**Input data:**
== == ==
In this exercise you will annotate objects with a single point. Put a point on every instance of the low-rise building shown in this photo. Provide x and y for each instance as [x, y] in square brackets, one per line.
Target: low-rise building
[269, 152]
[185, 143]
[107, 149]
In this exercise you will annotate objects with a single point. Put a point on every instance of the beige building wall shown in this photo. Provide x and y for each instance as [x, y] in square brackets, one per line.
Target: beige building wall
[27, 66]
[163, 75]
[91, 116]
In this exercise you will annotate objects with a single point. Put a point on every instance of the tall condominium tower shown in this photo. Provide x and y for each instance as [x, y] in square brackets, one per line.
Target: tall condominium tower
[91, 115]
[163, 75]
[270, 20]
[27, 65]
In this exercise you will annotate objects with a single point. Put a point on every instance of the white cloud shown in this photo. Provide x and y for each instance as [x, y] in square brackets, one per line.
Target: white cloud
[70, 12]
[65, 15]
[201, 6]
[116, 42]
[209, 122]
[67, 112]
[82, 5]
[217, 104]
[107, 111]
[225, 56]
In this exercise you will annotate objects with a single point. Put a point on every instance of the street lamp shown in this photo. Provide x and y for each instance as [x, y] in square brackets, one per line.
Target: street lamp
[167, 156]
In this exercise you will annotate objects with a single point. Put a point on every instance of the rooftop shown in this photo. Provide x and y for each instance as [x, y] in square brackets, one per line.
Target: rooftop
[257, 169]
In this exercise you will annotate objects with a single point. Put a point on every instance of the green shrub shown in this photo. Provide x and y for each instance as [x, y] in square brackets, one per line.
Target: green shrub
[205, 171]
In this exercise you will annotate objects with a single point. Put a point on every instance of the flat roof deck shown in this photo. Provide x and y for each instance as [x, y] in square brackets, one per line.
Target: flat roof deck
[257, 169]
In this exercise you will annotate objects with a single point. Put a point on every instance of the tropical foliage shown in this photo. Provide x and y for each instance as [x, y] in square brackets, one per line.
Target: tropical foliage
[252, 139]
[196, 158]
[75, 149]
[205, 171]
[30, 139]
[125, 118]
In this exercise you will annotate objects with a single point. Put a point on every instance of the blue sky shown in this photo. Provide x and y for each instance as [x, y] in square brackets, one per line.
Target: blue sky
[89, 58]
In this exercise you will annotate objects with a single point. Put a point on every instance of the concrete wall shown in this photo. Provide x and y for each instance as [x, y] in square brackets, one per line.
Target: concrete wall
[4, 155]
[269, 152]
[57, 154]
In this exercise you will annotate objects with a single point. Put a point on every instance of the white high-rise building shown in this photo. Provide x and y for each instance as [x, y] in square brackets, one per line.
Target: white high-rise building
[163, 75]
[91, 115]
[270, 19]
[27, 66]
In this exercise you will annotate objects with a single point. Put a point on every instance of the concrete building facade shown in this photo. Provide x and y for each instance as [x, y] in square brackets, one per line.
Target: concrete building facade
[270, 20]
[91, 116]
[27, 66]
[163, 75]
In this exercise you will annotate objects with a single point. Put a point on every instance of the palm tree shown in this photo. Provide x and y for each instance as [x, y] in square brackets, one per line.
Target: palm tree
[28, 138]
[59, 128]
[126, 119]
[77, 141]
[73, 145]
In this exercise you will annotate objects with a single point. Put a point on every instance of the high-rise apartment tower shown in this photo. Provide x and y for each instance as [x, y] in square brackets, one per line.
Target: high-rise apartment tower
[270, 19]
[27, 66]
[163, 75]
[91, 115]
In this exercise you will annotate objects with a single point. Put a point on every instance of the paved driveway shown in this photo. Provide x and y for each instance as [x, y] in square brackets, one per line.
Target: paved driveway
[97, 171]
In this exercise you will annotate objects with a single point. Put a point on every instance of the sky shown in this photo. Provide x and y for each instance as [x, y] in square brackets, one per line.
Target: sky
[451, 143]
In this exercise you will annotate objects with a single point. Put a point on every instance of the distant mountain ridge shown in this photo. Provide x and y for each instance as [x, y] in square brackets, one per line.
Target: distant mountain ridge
== == ==
**Exercise prompt:** Copy exactly the lines above, from the one containing "of the paved" through the very last line.

**Output below:**
In this exercise you will annotate objects with a single point. Put a point on every instance of the paved driveway shown in this photo. Provide x and y for each instance as [x, y] in square brackets, one per line.
Target: paved driveway
[97, 171]
In this exercise you will annotate objects with a single point. Put a point on every instance of the sky shown in this photo. Provide x and y for each instance as [x, y] in square brackets, one per line.
Target: sky
[451, 143]
In this exercise you will annotate objects with a single point. Put a point on every instance of the distant mountain ridge shown in this photo. Provide x and y for each instance as [x, y] in square brackets, one per line.
Target: distant mountain ridge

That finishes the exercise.